# To do:
Exact reproduction of the data is required, with images excluded.
☆ ☆ ☆
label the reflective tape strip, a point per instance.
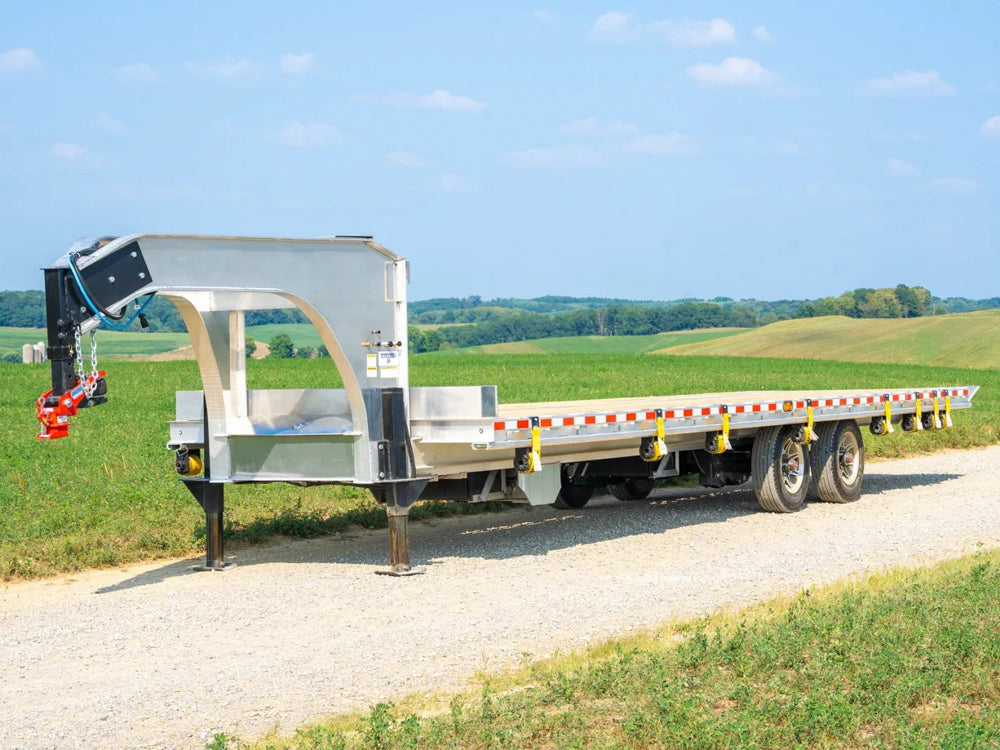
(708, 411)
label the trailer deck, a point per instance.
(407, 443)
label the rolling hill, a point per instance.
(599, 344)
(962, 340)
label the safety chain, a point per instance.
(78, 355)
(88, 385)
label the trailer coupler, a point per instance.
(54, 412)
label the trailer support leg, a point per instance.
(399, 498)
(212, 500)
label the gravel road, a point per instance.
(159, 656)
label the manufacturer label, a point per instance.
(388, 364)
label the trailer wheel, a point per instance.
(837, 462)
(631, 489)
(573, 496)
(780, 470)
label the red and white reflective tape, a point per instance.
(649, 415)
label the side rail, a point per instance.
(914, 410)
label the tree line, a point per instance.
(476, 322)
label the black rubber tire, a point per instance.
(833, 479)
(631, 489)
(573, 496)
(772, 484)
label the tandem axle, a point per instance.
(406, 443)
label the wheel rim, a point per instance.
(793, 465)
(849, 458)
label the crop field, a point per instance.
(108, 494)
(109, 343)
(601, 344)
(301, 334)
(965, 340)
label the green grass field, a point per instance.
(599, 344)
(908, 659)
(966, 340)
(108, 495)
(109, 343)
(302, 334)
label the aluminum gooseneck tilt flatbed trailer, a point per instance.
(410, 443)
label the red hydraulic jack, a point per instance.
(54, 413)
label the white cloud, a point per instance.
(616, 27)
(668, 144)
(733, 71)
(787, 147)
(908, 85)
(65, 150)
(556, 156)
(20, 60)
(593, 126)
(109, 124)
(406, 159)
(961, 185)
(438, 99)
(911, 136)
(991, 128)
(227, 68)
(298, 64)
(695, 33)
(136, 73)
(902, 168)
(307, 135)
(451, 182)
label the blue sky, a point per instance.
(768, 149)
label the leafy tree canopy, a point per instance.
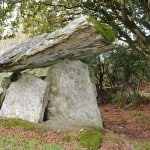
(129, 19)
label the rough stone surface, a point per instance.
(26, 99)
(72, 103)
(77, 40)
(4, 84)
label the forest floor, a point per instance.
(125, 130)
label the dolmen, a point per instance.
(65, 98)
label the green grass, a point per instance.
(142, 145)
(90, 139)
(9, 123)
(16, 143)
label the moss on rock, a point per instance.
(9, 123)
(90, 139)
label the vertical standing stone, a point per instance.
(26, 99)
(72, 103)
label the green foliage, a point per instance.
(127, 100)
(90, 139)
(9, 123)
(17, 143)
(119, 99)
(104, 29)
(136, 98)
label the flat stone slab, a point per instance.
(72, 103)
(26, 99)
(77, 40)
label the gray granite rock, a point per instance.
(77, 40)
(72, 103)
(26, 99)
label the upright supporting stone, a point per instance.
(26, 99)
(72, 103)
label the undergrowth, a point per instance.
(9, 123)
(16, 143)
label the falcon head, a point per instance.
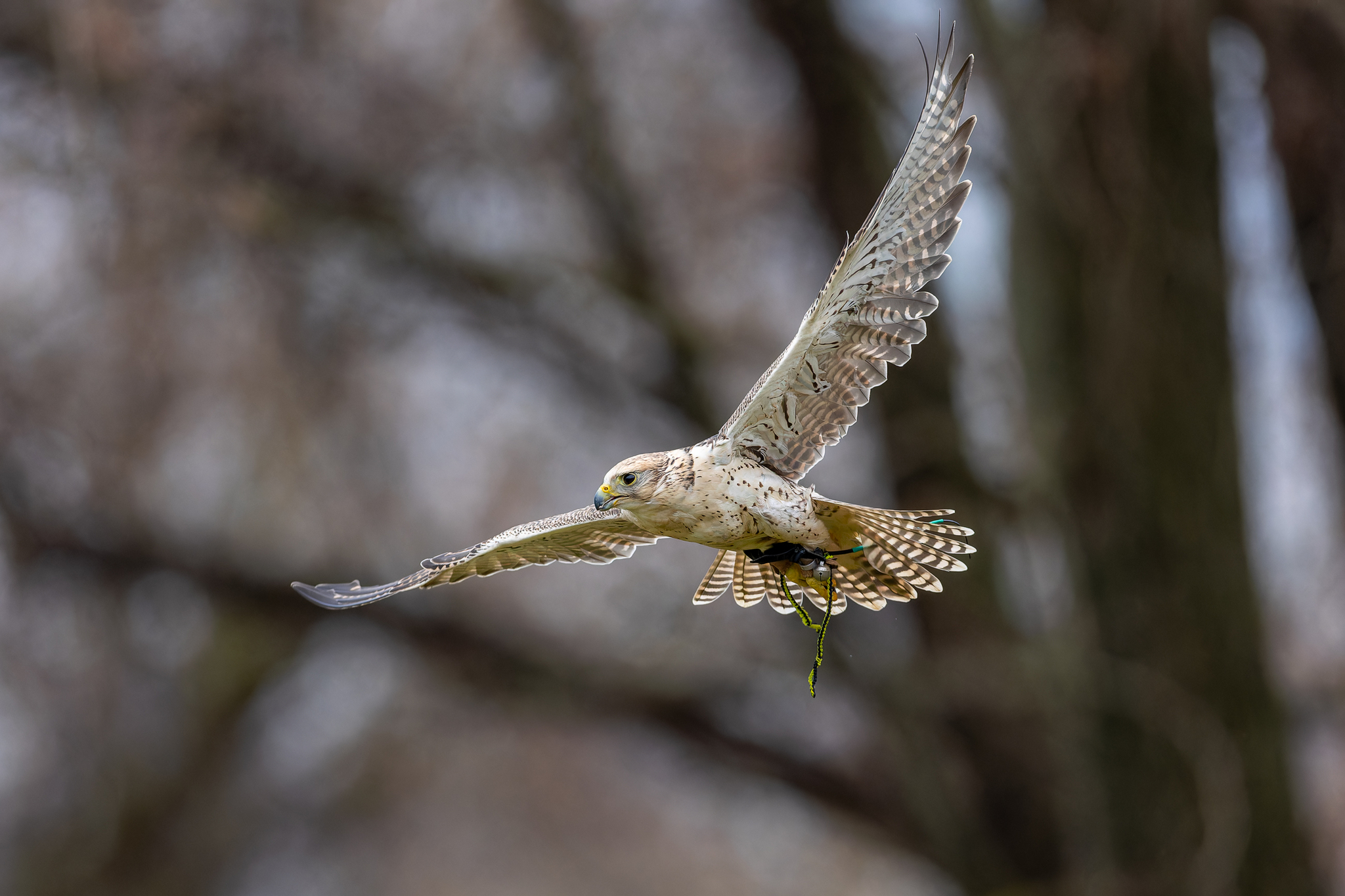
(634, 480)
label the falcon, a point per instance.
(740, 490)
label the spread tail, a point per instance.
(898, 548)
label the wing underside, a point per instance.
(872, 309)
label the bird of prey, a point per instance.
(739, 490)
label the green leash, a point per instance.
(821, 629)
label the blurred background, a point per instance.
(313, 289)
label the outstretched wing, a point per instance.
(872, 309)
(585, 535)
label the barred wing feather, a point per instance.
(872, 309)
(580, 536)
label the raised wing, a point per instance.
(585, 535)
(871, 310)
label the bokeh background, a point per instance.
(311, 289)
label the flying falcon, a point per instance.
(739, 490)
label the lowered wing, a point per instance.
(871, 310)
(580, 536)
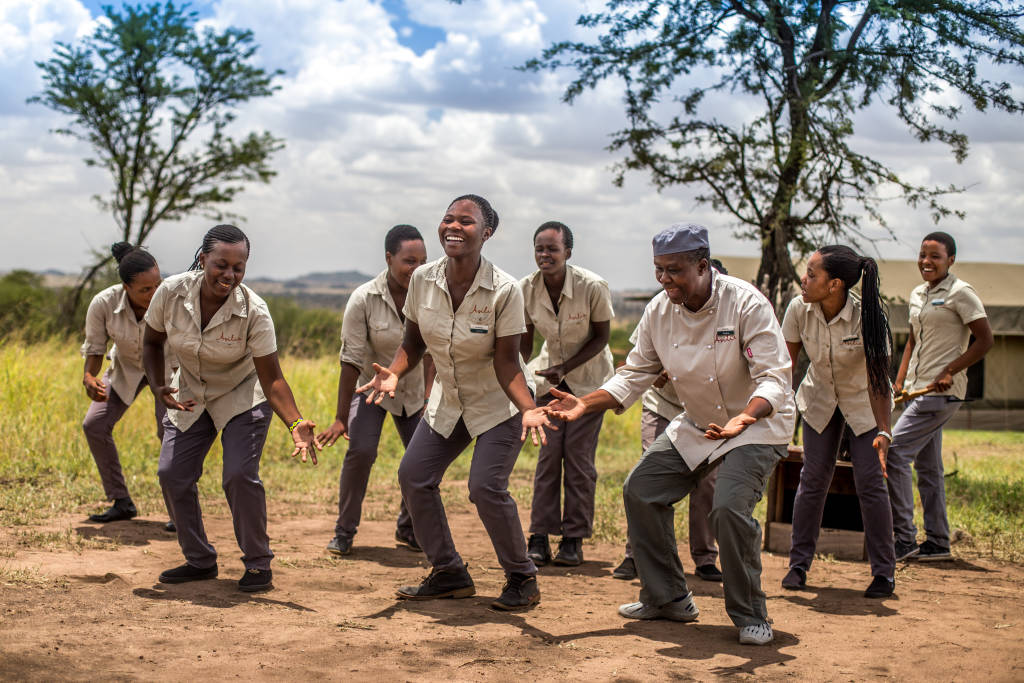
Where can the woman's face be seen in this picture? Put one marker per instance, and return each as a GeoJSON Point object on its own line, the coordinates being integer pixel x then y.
☆ ☆ ☆
# Correct result:
label the reflective tape strip, a point per instance.
(708, 411)
label the trailer deck, a point per instance.
(407, 443)
label the rolling hill, a point per instance.
(599, 344)
(962, 340)
label the safety chain, a point per instance.
(78, 355)
(88, 385)
label the trailer coupler, a point per instance.
(54, 412)
label the trailer support leg, a point per instance.
(399, 498)
(212, 500)
label the gravel road, a point per instance.
(159, 656)
label the manufacturer label, a point per instance.
(388, 364)
label the trailer wheel, a point per instance.
(837, 462)
(631, 489)
(573, 496)
(780, 470)
label the red and white reflective tape, a point per instance.
(649, 415)
label the side rail, a point per instance.
(914, 410)
label the tree line, a point per instance.
(476, 322)
label the black rubber tire, a point per instance.
(833, 479)
(631, 489)
(573, 496)
(772, 484)
label the tandem axle, a point per instance.
(406, 443)
label the wheel rim, a point per instance.
(793, 465)
(849, 458)
label the crop field, a point per instance.
(108, 494)
(109, 343)
(601, 344)
(301, 334)
(965, 340)
label the green grass field, a point per instance.
(599, 344)
(908, 659)
(966, 340)
(108, 495)
(109, 343)
(302, 334)
label the aluminum gooseneck tilt flatbed trailer, a point per instance.
(410, 443)
label the red hydraulic jack, a point per instance.
(54, 413)
label the white cloud, a point per instance.
(616, 27)
(668, 144)
(733, 71)
(787, 147)
(908, 85)
(65, 150)
(556, 156)
(20, 60)
(593, 126)
(109, 124)
(406, 159)
(961, 185)
(438, 99)
(911, 136)
(991, 128)
(227, 68)
(298, 64)
(695, 33)
(136, 73)
(902, 168)
(307, 135)
(451, 182)
label the blue sky, a point per instance.
(768, 149)
label the leafy tree canopy, a point per instance.
(129, 19)
label the rough stone surface, a point per instance.
(26, 99)
(72, 103)
(77, 40)
(4, 84)
label the forest floor, a point per instance.
(125, 130)
label the dolmen, a point per instance.
(65, 98)
label the green grass, a point per instance.
(142, 145)
(90, 139)
(9, 123)
(16, 143)
label the moss on rock, a point per instance.
(9, 123)
(90, 139)
label the vertical standing stone, a point per instance.
(26, 99)
(72, 103)
label the green foliage, a point per instance.
(127, 100)
(90, 139)
(9, 123)
(17, 143)
(119, 99)
(104, 29)
(136, 98)
label the flat stone slab, a point per instance.
(72, 103)
(26, 99)
(77, 40)
label the gray granite rock, a point per instance.
(77, 40)
(72, 103)
(26, 99)
label the upright supporting stone, a point per instance.
(26, 99)
(72, 103)
label the undergrowth, a point per instance.
(9, 123)
(16, 143)
label the falcon head, a point per instance.
(634, 480)
label the falcon, a point per instance.
(740, 490)
label the spread tail, a point per instance.
(898, 548)
label the wing underside, a point per instance.
(872, 309)
label the bird of prey, a point per instance.
(739, 490)
label the green leash, a point per instance.
(821, 629)
label the blurred background, a point per instance.
(313, 289)
label the outstretched wing, a point per instance.
(872, 309)
(585, 535)
label the barred wing feather, a point per instance.
(872, 309)
(580, 536)
label the raised wing, a point per instance.
(585, 535)
(871, 310)
label the bokeh background, a point per instance.
(311, 289)
label the flying falcon, a point per instance.
(739, 490)
label the lowered wing, a point per instance.
(871, 310)
(580, 536)
Where can the woman's face be seen in this picture? Put one marker per instance, and return each as a GeoJSON Point object on its own line, the coordinates being integer pixel x then y.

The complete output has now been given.